** start **

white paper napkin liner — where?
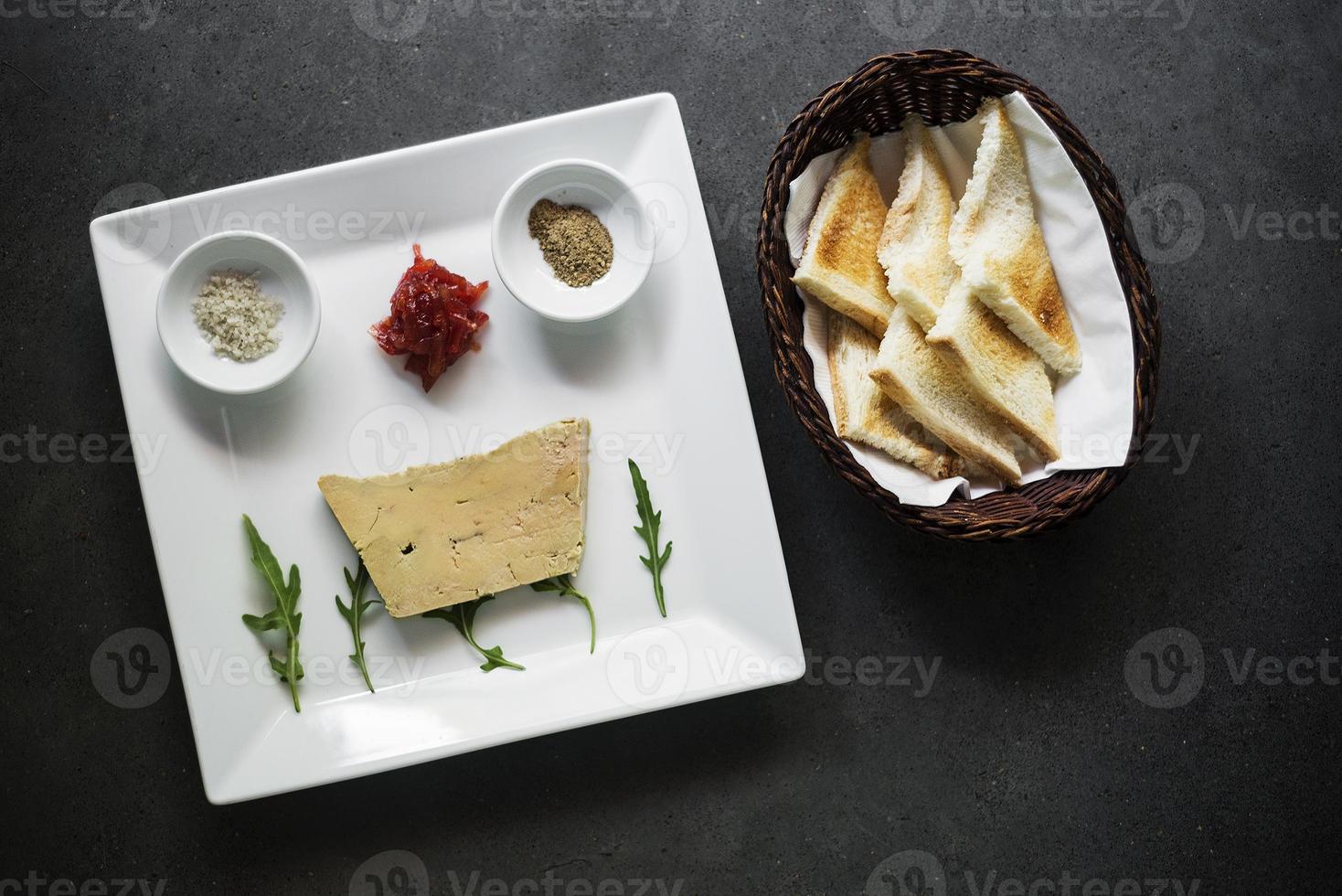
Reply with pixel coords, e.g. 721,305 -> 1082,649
783,92 -> 1134,507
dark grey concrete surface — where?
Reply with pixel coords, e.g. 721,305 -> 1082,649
0,0 -> 1342,896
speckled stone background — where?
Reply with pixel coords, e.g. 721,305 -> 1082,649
0,0 -> 1342,896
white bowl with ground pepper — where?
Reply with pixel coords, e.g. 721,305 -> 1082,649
493,158 -> 655,324
157,230 -> 322,394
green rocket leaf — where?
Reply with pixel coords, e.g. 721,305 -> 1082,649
629,457 -> 671,617
424,594 -> 526,672
243,514 -> 304,712
336,558 -> 379,693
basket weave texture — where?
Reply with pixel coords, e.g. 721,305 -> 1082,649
757,49 -> 1161,540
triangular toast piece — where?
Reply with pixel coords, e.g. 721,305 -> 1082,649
949,100 -> 1081,376
871,307 -> 1020,483
927,281 -> 1061,462
829,311 -> 964,479
877,114 -> 960,330
792,134 -> 895,338
318,420 -> 591,617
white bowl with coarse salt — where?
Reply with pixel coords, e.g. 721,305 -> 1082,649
491,158 -> 656,324
157,230 -> 322,394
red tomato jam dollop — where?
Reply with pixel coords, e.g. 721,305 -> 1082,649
367,243 -> 490,391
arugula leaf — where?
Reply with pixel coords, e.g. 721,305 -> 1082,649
424,594 -> 526,672
243,514 -> 304,712
336,558 -> 381,693
531,572 -> 596,653
629,457 -> 671,618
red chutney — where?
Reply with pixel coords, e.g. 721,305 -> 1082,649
367,243 -> 490,391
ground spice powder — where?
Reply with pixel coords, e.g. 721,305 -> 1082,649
526,198 -> 614,285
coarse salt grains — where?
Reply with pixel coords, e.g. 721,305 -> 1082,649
190,271 -> 284,361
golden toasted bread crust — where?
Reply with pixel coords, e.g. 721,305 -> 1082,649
927,291 -> 1061,462
793,134 -> 894,336
877,115 -> 960,330
828,313 -> 964,479
950,100 -> 1081,374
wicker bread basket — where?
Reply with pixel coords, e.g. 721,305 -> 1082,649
757,49 -> 1161,540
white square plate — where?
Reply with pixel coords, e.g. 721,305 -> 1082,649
90,94 -> 803,804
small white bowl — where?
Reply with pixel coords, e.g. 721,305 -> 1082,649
158,230 -> 322,394
491,158 -> 656,322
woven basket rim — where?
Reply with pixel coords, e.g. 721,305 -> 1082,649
757,49 -> 1159,540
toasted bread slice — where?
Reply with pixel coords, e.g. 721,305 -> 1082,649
949,100 -> 1081,376
871,305 -> 1020,483
927,279 -> 1061,462
792,134 -> 895,336
877,114 -> 960,330
828,311 -> 964,479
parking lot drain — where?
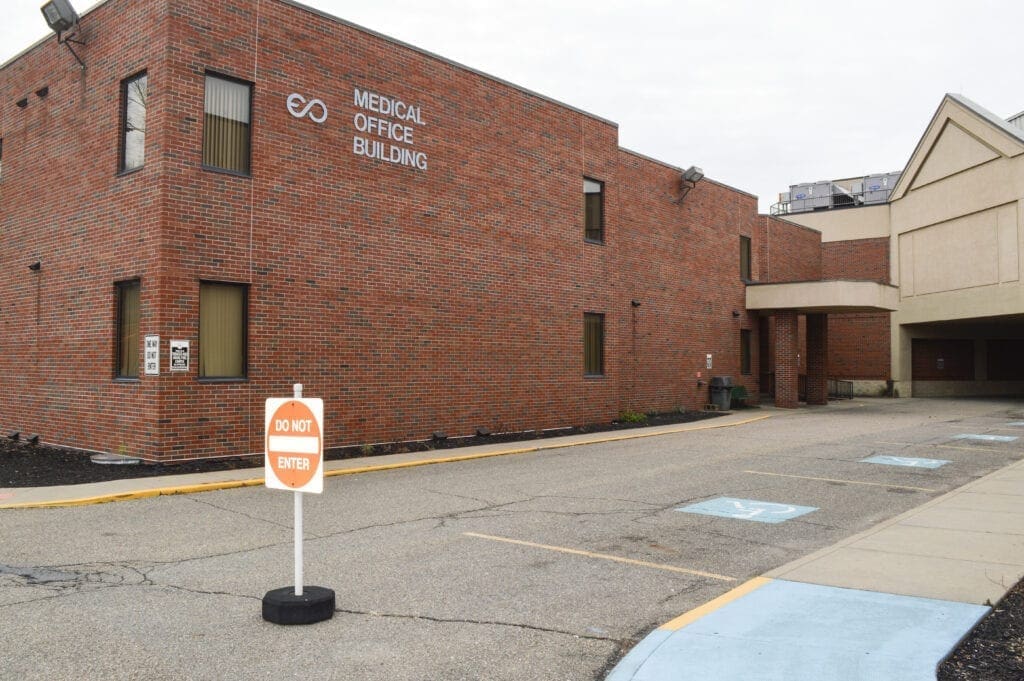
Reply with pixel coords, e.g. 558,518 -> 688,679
676,497 -> 818,524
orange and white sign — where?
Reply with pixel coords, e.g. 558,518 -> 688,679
263,397 -> 324,495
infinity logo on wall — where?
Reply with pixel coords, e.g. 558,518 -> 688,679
288,92 -> 327,123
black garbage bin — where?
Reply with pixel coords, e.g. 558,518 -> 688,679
711,376 -> 732,412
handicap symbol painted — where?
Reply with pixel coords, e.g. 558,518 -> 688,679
953,433 -> 1017,442
676,497 -> 818,523
860,454 -> 949,468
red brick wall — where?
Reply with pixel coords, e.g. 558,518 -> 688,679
0,0 -> 169,454
821,238 -> 890,381
0,0 -> 786,460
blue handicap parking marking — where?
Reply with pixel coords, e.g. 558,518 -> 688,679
953,433 -> 1017,442
676,497 -> 818,523
860,454 -> 949,468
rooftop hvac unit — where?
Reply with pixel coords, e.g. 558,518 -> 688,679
864,173 -> 900,204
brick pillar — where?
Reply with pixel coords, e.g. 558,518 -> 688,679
772,311 -> 800,409
807,314 -> 828,405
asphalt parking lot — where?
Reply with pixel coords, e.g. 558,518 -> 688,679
0,399 -> 1024,680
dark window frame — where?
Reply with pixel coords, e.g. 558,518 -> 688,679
739,329 -> 754,376
118,70 -> 150,174
583,175 -> 604,244
114,279 -> 143,381
200,71 -> 256,177
739,235 -> 754,282
583,312 -> 607,378
196,279 -> 249,383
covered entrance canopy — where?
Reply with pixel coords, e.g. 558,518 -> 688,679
746,280 -> 899,409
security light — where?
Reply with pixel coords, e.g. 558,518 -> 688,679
683,166 -> 703,184
39,0 -> 85,68
40,0 -> 78,38
674,166 -> 703,204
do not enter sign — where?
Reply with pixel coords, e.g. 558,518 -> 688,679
264,397 -> 324,495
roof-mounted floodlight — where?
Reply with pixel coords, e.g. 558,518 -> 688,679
40,0 -> 85,69
40,0 -> 78,35
683,166 -> 703,184
675,166 -> 703,204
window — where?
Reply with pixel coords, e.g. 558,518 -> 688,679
583,177 -> 604,244
739,237 -> 753,282
118,73 -> 148,172
583,312 -> 604,376
115,280 -> 141,378
739,329 -> 751,375
203,74 -> 252,175
199,282 -> 248,378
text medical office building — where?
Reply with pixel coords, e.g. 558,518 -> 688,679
0,0 -> 879,461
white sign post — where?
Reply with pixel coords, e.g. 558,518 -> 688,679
263,383 -> 335,625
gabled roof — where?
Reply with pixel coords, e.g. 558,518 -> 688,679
889,93 -> 1024,202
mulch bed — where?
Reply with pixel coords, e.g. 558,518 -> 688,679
936,581 -> 1024,681
0,405 -> 719,487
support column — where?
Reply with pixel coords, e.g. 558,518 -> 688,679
772,310 -> 800,409
807,314 -> 828,405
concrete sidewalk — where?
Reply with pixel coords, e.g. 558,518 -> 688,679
0,408 -> 774,510
607,454 -> 1024,681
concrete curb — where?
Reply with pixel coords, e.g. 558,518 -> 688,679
0,414 -> 772,510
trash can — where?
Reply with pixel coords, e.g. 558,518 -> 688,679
711,376 -> 732,412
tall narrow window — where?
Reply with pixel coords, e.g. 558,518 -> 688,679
739,329 -> 751,375
115,280 -> 140,378
739,237 -> 752,282
119,73 -> 148,171
583,177 -> 604,244
583,312 -> 604,376
199,282 -> 247,378
203,74 -> 252,175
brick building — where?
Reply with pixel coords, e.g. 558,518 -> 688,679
0,0 -> 880,461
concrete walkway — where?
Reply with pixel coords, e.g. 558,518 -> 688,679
607,450 -> 1024,681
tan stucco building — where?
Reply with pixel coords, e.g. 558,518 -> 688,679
784,94 -> 1024,396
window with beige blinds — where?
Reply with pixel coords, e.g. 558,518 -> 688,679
203,74 -> 252,175
116,280 -> 141,378
199,282 -> 247,378
583,312 -> 604,376
583,177 -> 604,244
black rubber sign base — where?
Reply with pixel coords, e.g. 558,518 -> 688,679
263,587 -> 334,625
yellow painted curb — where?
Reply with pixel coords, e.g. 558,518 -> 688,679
658,577 -> 771,632
0,414 -> 771,503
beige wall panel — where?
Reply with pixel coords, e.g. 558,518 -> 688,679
910,122 -> 999,191
894,231 -> 914,298
997,204 -> 1021,282
912,210 -> 999,296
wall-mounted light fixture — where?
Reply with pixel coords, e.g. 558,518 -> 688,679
676,166 -> 703,204
40,0 -> 85,69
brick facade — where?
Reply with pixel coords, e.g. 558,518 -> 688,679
0,0 -> 821,461
821,238 -> 891,381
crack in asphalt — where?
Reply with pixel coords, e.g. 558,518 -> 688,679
334,607 -> 625,645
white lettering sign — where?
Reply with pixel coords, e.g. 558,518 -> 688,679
171,341 -> 188,372
352,88 -> 427,171
142,336 -> 160,376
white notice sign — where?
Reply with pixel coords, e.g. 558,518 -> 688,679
171,341 -> 188,372
142,336 -> 160,376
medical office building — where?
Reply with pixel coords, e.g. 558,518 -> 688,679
0,0 -> 891,461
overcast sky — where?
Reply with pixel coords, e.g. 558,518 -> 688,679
0,0 -> 1024,211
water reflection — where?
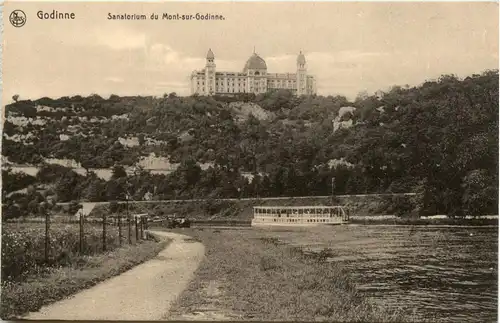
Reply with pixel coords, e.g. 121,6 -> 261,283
264,226 -> 498,322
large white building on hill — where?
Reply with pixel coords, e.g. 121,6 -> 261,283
191,49 -> 316,95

** end **

§ **REQUIRED TASK**
Copy the records from the line with "green rocket leaf — where?" up to and including the line with "757,49 -> 1159,540", scaling every coordinate in the answers by 1.5 and rounding each to a whole number, with halves rounded up. Reproduce the request lines unchanged, including the sample coordinates they contain.

§ **RESULT**
green rocket leaf — where?
Reply with pixel coords, e.g. 721,305 -> 1082,649
944,686 -> 1007,926
636,891 -> 789,1008
365,771 -> 456,1068
504,837 -> 569,1040
basket weave texture — where?
Reply with pixel coords, e.g. 721,305 -> 1082,649
1136,74 -> 1742,810
triangular toast piece — where?
Reply with pixel coords, e.g. 721,305 -> 1082,649
1424,150 -> 1622,564
1307,461 -> 1530,725
1391,422 -> 1592,693
1244,467 -> 1446,719
1316,171 -> 1440,495
1188,201 -> 1343,507
477,630 -> 887,926
white bowl with coarse salt — where?
Reply with pixel coords, e.g. 721,305 -> 1082,649
737,237 -> 984,486
236,345 -> 483,591
red tomato jam dollop — where?
Reply with pixel coords, e.g. 721,305 -> 1082,649
551,365 -> 735,587
arugula leaf — where?
Reply with pixel coords, e.g. 721,305 -> 1082,649
636,891 -> 789,1008
365,771 -> 456,1068
504,837 -> 572,1040
797,858 -> 894,980
944,686 -> 1007,927
red chutney — where?
Reply with pixel coords, e.g. 721,305 -> 1082,649
551,365 -> 735,587
ground spice powder — where?
Reply with pixel coords, e.g. 721,305 -> 1082,649
789,297 -> 921,428
coarse salt grains — where?
Reply with pixel coords, e.g. 721,305 -> 1082,649
285,407 -> 426,542
golden toasted bread crust — where?
Reply with pixel coords, e.g. 721,305 -> 1082,649
1391,437 -> 1592,693
1190,201 -> 1341,504
1316,173 -> 1440,495
1242,470 -> 1446,719
1425,150 -> 1622,561
wicker bread basket — where?
Reply with pixel coords, e.g. 721,305 -> 1082,649
1136,74 -> 1742,810
white square plate — where?
Reply with pixel coords, e.g. 721,305 -> 1082,649
135,141 -> 1205,1206
small white bowl — where?
Reply with pixel coords, e.g. 721,305 -> 1082,649
237,345 -> 483,591
737,237 -> 984,483
woven basket rim — where?
Reply with pixel coords, e.g. 721,305 -> 1082,649
1136,74 -> 1739,810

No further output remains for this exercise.